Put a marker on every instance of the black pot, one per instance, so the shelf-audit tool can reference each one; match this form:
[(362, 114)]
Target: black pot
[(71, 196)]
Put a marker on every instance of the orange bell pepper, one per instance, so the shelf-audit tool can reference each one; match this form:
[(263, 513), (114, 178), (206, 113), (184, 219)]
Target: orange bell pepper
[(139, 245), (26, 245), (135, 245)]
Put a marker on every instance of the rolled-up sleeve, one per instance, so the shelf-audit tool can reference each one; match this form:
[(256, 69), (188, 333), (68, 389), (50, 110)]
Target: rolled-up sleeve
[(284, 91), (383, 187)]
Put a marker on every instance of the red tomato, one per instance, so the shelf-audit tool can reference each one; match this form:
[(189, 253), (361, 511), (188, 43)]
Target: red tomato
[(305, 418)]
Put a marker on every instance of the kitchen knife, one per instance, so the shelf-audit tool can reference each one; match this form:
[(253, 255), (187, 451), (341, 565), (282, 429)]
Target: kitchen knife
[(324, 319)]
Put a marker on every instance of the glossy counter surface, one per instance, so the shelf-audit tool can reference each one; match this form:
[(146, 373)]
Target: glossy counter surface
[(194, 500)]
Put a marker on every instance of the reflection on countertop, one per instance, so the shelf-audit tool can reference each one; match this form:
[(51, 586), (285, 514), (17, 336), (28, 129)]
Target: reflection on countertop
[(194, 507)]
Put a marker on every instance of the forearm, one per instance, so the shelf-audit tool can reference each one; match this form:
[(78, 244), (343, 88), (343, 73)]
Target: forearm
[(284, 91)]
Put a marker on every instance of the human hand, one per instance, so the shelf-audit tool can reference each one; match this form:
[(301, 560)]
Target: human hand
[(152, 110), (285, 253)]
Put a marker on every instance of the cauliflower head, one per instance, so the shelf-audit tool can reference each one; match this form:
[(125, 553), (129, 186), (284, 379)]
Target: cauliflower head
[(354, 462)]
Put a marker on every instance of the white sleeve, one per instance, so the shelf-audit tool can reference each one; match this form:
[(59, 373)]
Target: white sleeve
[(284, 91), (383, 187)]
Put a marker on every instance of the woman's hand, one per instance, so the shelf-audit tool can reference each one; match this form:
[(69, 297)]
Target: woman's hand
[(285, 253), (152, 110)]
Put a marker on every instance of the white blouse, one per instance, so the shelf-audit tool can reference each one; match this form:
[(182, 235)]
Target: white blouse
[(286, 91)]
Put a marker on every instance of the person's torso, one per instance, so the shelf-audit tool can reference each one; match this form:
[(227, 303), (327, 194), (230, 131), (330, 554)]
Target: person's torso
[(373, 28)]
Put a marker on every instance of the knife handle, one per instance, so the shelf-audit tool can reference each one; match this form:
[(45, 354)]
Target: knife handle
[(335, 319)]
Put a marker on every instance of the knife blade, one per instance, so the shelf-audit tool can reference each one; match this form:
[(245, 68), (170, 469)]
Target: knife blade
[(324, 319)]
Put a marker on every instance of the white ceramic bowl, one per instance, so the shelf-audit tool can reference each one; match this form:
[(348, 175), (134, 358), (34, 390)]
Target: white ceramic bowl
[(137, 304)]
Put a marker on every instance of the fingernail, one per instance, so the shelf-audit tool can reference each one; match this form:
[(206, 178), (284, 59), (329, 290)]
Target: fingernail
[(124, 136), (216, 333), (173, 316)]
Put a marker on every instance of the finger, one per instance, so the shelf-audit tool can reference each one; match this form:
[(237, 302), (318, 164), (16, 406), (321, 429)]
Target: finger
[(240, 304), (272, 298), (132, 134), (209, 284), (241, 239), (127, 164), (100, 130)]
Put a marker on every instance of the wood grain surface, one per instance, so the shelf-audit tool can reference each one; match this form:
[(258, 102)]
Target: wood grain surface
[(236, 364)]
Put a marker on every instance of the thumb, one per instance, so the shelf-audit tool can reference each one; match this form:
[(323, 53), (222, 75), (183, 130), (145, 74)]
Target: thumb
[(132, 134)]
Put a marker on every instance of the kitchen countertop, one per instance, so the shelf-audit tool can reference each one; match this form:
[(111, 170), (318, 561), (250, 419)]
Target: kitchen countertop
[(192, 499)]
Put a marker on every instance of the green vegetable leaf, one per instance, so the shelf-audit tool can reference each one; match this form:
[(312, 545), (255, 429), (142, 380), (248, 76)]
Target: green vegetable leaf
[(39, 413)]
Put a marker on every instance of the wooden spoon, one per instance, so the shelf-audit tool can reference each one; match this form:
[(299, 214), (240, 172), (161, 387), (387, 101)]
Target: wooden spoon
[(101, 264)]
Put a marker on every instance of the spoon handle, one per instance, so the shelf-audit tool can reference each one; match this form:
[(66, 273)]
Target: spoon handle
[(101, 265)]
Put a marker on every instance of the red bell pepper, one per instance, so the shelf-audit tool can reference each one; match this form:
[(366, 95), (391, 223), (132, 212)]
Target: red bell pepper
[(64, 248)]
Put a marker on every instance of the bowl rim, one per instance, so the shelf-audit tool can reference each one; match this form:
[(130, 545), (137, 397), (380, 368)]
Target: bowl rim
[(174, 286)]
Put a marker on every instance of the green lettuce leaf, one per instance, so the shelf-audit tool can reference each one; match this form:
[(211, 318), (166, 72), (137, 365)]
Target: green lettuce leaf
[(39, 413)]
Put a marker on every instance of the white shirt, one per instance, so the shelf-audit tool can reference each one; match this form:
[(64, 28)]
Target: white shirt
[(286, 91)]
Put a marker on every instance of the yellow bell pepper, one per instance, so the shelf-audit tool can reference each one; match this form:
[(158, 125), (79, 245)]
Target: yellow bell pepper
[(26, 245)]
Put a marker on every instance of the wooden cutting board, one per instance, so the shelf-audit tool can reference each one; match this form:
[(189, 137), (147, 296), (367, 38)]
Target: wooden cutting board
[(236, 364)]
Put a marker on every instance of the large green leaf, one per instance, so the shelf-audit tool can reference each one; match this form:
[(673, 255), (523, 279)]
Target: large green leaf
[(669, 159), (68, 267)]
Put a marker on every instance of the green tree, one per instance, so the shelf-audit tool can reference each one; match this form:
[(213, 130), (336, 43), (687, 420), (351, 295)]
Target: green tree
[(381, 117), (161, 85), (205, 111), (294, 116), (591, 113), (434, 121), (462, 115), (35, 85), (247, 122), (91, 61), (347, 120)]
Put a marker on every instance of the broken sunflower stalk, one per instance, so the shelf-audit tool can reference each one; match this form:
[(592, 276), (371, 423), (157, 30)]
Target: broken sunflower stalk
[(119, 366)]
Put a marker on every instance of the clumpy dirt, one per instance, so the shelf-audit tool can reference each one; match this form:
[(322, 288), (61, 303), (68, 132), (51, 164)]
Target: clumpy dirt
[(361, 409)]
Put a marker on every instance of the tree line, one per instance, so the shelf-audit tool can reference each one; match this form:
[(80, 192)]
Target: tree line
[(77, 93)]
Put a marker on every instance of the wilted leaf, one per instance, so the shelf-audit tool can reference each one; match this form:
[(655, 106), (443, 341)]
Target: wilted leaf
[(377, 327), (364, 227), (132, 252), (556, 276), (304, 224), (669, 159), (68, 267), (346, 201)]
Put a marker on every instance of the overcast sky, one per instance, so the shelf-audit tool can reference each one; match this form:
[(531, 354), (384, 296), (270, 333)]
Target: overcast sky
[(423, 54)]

§ **Do this**
Rewrite the items above from the line holding "Put a marker on every instance of the kitchen knife, one" through the line holding "[(152, 110), (285, 253)]", inclusive, keeping every request. Add 150 to each number in the answer coordinates, and leave the requests and their format samples unchanged.

§ **Reply to the exercise**
Put a marker on every instance of the kitchen knife, one per instance, so the shelf-audit tool can reference each one; match this form:
[(253, 255), (187, 451), (341, 565), (282, 429)]
Target: kitchen knife
[(474, 469)]
Put a marker on every instance of the glossy counter surface, one per instance, so the shelf-audit tool can reference each one; match this form:
[(146, 373)]
Target: glossy counter surface
[(344, 650)]
Put a marker on every instance of the reflection on countertop, one per instance, so the shelf-audit tool can reference each one; match this form:
[(51, 586), (285, 514), (17, 336), (28, 129)]
Target: reflection on countertop
[(344, 657)]
Put a marker on every instance of the forearm, one per instance, so the shelf-audit tool can reference each one; match this form:
[(78, 244), (343, 88), (343, 73)]
Target: forearm
[(434, 241)]
Put a marker on every instance of the human hand, one per instance, so the shelf-audit tool can reference each one; match this form:
[(301, 560)]
Target: human hand
[(302, 260), (435, 403)]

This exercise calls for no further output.